DIRECTIVE: Exactly as given, write out the lines from the one containing "Pick out each instance of the rear" through the end of the listing, with both ends included and nothing else.

[Part of a data file]
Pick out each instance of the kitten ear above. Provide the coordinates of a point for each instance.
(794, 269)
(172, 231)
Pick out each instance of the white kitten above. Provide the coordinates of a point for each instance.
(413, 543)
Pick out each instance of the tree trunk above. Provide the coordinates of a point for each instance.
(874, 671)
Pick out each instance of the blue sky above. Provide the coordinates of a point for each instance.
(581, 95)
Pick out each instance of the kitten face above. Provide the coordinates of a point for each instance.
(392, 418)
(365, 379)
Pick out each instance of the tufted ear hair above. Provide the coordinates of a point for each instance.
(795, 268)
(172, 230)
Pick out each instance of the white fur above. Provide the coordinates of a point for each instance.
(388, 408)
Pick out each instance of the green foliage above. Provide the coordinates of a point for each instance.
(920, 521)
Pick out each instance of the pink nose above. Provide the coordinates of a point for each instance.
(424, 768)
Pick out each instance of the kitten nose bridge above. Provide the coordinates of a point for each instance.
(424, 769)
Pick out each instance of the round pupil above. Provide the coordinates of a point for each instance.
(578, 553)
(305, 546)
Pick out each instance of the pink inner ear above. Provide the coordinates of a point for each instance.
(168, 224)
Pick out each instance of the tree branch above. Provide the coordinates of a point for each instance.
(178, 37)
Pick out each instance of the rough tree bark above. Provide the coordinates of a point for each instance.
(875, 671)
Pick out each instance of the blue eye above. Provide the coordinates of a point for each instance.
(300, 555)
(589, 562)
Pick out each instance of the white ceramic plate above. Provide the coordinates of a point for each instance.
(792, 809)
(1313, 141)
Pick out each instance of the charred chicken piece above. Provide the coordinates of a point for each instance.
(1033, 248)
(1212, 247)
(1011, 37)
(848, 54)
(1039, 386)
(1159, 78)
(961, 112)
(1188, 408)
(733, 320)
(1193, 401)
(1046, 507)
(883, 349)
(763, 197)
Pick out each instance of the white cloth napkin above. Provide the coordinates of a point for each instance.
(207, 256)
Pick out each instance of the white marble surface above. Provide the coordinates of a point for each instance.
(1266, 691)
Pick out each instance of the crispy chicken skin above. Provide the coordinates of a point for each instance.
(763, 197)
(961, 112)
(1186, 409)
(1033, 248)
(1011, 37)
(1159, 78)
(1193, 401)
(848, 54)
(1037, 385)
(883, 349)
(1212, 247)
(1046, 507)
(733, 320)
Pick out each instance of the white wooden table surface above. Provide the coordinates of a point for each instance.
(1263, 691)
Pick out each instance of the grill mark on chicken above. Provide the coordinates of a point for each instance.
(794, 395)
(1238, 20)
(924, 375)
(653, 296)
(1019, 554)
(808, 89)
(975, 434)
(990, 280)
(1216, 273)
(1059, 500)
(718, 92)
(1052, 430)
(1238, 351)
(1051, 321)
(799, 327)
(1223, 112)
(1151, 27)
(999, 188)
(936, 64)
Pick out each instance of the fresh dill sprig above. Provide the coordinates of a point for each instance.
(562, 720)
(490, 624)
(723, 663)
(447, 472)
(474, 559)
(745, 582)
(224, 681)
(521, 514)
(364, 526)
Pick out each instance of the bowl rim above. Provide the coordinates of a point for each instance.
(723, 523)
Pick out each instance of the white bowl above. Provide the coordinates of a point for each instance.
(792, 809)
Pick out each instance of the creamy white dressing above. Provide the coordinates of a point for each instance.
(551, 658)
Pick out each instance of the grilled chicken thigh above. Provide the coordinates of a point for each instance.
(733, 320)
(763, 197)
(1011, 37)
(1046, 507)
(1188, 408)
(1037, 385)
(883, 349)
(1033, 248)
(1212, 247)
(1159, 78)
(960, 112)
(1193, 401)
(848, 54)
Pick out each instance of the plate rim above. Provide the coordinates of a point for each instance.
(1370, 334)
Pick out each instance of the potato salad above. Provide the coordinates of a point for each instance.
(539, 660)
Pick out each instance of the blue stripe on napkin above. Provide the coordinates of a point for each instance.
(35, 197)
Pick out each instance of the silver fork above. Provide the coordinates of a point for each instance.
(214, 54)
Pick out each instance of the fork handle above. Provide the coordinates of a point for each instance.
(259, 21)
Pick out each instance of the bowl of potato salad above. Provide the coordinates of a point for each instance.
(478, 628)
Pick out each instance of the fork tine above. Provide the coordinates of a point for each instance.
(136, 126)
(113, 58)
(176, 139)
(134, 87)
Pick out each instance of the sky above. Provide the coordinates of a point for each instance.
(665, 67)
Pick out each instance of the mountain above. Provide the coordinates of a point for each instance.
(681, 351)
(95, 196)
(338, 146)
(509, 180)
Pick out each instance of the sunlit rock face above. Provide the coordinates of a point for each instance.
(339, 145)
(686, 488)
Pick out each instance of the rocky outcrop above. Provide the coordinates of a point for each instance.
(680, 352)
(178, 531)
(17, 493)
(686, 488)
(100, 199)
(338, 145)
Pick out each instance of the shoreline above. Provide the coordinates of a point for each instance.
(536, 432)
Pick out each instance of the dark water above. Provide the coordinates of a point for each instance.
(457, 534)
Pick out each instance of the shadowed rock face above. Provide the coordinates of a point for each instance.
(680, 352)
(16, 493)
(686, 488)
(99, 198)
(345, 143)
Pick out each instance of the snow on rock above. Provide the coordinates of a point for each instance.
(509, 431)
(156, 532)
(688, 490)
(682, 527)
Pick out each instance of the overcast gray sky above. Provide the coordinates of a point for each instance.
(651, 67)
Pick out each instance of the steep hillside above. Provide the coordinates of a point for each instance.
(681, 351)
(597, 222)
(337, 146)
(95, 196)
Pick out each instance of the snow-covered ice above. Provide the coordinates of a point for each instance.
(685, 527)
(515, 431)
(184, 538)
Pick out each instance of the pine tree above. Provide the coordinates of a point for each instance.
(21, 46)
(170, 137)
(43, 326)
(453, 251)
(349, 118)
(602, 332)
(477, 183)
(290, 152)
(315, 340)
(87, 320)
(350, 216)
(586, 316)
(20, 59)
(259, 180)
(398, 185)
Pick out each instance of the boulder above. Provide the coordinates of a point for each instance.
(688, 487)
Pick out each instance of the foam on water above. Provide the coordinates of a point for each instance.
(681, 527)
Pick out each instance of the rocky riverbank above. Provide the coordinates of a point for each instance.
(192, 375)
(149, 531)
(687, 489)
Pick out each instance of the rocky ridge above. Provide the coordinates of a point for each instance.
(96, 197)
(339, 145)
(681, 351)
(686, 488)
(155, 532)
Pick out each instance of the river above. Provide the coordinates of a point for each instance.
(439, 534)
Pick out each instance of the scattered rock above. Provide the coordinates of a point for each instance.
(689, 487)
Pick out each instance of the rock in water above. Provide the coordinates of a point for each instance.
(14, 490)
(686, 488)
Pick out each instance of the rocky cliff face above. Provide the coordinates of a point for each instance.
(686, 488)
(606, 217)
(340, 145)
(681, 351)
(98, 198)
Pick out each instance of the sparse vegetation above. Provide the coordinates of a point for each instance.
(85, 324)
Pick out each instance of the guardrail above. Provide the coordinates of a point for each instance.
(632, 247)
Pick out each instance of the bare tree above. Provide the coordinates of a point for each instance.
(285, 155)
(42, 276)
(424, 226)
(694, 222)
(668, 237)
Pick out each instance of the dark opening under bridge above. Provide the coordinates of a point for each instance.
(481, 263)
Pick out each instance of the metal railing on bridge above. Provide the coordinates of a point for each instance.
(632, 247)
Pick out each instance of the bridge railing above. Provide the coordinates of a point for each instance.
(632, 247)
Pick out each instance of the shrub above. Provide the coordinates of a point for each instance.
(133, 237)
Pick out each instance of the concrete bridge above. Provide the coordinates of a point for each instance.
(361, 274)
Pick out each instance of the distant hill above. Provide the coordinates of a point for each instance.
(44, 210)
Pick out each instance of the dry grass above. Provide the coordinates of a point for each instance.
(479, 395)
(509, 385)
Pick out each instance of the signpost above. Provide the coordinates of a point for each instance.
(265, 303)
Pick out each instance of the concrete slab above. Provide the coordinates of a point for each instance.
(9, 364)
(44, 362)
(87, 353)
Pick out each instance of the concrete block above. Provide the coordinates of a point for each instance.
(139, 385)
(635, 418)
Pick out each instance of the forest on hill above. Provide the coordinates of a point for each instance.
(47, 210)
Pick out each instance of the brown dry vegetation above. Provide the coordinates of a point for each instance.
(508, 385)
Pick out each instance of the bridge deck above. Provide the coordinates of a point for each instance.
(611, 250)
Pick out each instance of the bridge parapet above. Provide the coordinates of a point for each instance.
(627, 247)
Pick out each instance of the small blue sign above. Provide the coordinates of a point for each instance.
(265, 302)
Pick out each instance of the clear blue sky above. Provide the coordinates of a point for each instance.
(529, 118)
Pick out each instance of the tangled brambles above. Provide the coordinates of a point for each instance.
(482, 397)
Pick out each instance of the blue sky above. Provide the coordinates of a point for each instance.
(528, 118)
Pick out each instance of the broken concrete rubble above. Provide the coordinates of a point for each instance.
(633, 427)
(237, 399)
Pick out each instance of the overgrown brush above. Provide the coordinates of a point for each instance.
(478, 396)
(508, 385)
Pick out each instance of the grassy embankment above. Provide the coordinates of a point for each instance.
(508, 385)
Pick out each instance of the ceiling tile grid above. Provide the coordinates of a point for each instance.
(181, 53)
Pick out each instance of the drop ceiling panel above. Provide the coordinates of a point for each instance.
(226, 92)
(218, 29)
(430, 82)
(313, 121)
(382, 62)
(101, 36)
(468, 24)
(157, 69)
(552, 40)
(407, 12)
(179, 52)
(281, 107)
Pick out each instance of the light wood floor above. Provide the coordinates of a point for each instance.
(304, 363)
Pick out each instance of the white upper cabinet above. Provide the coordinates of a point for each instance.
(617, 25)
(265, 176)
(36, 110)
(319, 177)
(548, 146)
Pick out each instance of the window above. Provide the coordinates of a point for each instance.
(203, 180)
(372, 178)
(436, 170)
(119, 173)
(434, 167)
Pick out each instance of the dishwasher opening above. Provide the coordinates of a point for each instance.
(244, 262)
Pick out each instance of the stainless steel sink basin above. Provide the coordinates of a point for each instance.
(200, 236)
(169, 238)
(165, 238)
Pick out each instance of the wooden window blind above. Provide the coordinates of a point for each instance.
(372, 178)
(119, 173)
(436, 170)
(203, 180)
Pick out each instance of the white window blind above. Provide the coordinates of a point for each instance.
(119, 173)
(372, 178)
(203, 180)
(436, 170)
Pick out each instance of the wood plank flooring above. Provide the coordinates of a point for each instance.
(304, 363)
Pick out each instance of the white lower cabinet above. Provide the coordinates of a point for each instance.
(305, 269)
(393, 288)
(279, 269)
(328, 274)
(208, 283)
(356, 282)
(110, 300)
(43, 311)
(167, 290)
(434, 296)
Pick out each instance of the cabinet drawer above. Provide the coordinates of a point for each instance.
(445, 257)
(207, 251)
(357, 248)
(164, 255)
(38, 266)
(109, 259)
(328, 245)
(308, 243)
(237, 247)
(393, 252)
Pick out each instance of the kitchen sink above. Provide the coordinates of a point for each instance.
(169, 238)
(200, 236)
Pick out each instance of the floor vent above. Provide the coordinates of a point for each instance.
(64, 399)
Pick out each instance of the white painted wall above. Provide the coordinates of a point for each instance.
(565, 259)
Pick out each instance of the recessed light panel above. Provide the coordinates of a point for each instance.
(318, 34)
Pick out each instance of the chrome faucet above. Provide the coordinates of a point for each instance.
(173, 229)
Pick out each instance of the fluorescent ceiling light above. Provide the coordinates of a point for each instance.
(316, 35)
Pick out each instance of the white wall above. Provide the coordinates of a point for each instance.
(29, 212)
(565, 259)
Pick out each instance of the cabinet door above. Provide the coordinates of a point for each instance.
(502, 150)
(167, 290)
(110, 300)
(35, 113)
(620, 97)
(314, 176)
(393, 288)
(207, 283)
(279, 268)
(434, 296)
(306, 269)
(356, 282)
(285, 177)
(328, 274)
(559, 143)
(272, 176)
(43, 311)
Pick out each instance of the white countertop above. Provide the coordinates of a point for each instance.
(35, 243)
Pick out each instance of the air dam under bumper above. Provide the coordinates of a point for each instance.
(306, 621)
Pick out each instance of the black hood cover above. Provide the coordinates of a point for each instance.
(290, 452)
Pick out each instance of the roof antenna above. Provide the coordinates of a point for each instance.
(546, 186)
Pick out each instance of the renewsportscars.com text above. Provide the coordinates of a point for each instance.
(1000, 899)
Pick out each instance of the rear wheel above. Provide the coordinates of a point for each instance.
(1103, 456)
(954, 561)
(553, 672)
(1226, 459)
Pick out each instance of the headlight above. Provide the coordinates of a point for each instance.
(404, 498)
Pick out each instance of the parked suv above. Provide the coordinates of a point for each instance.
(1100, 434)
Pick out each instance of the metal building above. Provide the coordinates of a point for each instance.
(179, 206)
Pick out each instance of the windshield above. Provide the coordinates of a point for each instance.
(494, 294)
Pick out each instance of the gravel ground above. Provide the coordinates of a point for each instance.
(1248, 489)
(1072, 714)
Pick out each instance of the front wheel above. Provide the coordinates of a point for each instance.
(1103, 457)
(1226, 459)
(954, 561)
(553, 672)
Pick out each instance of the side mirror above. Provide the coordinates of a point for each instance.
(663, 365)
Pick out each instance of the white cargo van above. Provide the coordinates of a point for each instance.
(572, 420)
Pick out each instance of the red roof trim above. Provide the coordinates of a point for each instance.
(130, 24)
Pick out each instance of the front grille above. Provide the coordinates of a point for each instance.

WRITTEN RESPONSE:
Pick out each instance of the rear wheel above. Provide the coordinates of a point for each instance.
(1103, 456)
(954, 561)
(553, 672)
(1226, 459)
Pick out each instance of the headlight above. Provide the coordinates of a point for each instance.
(404, 498)
Pick out each instance of the parked suv above. Provide the coordinates of a point for each instance.
(1100, 434)
Pick out each instance of the metal building above. Provide the coordinates of a point for each instance.
(179, 206)
Pick out each instance of the windshield above. Provide the coordinates of a point for each instance.
(494, 294)
Pick out each instance of the gravel ground above. Provide the coordinates of a point for each instance.
(1248, 489)
(1072, 714)
Pick out each instance of the front wheel above. Provide the coordinates of a point for each instance.
(1103, 457)
(1226, 459)
(954, 561)
(553, 672)
Pick out each instance of the side mirror above. Provide the coordinates of a point for each instance.
(663, 365)
Pick out each instance of the white cargo van above. Provide the coordinates of a point for each instance.
(572, 420)
Pick out each instance of the red roof trim above. Provide the coordinates of a point for each instance.
(130, 24)
Pick out each instance of the front grille above. Provide the coordinates of a point for each instance.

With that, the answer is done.